## Start
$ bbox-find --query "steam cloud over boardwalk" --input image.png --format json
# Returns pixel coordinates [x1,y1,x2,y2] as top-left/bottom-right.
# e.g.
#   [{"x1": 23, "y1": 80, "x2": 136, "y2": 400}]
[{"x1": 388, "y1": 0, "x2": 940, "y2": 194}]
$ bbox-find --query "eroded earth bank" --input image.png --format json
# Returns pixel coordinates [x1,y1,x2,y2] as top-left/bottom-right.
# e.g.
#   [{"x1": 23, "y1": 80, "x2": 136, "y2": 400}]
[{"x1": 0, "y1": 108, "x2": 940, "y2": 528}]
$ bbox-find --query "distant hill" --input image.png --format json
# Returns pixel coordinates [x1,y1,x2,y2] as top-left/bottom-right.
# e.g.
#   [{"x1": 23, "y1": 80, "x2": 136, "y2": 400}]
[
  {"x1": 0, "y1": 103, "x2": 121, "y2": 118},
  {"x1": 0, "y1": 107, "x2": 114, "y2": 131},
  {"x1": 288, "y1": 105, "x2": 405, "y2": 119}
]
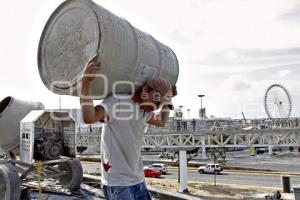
## End
Directive |
Rewrite the listing above with every "image.png" changed to "photo.png", keeping everything else the same. Leave out the picture.

Task output |
$ bbox-find --query "steam cloud over boardwalk" --input photo.png --format json
# Returns pixel coordinates [x1,y1,x2,y2] as top-left/bottom-right.
# e.g.
#   [{"x1": 23, "y1": 80, "x2": 136, "y2": 400}]
[{"x1": 388, "y1": 0, "x2": 940, "y2": 194}]
$ bbox-find --query "eroded earth bank" --input photo.png --format json
# Returns pixel coordinates [x1,y1,x2,y2] as top-left/bottom-right.
# e.g.
#   [{"x1": 23, "y1": 80, "x2": 136, "y2": 400}]
[{"x1": 0, "y1": 108, "x2": 940, "y2": 528}]
$ bbox-find --query "distant hill" --input photo.png --format json
# Returns pixel coordinates [x1,y1,x2,y2] as top-left/bottom-right.
# e.g.
#   [{"x1": 23, "y1": 80, "x2": 136, "y2": 400}]
[
  {"x1": 0, "y1": 103, "x2": 121, "y2": 118},
  {"x1": 0, "y1": 107, "x2": 114, "y2": 131},
  {"x1": 288, "y1": 105, "x2": 405, "y2": 119}
]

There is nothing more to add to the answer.